== Text section ==
# Stuck in Dev(Hell)opment - A webcomic about learning to draw (as drawn by someone who is learning to draw)



## AverageEarthFolk (Dec 1, 2020)

Hello all! I've recently started creating a weekly webcomic called Stuck in Dev(Hell)opment as a method of bettering my comic-art and documenting my progression. The idea of the series is that an amateur artist wants to create a sci-fi graphic novel one day, but his under-developed artistic skills, the lack of any kind of fourth-wall, and an uncooperative (but very fluffy) protagonist are making it...difficult.










It's basically an extended, behind-the-scenes look at me working towards a more refined comic in the future.

If that sounds like fun to you, check it out at the following home bases:

https://www.webtoons.com/en/challenge/stuck-in-devhellopment/list?title_no=508111

DeviantArt

Feel free to reach out on Twitter too! Feedback is always appreciated and welcome!


----------



## Nemara (Dec 4, 2020)

I like it! The surreal comedy and meta nature are pretty cool and not too common in furry comics.

I'll keep an eye on this.


----------



## AverageEarthFolk (Dec 5, 2020)

Nemara said:


> I like it! The surreal comedy and meta nature are pretty cool and not too common in furry comics.
> 
> I'll keep an eye on this.


Thank you Nemara. That's great feedback.


----------



## Siinna (Jan 7, 2021)

ooo I love this, definetly going to follow! What a fun idea  As an artist myself, Im sure I´ll recognize many many situations that the artist has to face xDD


----------



## nykalily (Dec 13, 2021)

Ooooooo this is fun :3


----------



## CarrionConnoisseur (Dec 21, 2021)

This is one of the most hands down creative and wonderful ideas. Absolutely love it.


----------
===
== Given information ==
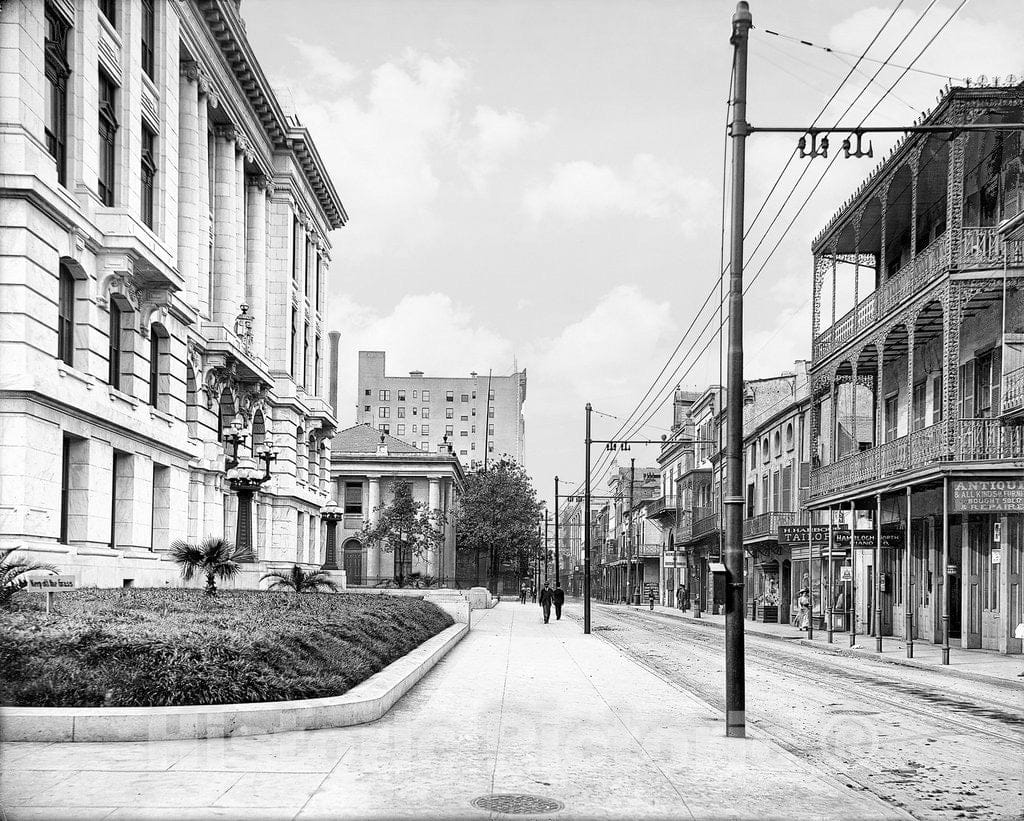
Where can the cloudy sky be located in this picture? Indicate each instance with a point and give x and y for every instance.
===
Problem
Reproduce the passage of the webcomic thread that runs from "Hello all! I've" up to and including "are making it...difficult.".

The solution
Hello all! I've recently started creating a weekly webcomic called Stuck in Dev(Hell)opment as a method of bettering my comic-art and documenting my progression. The idea of the series is that an amateur artist wants to create a sci-fi graphic novel one day, but his under-developed artistic skills, the lack of any kind of fourth-wall, and an uncooperative (but very fluffy) protagonist are making it...difficult.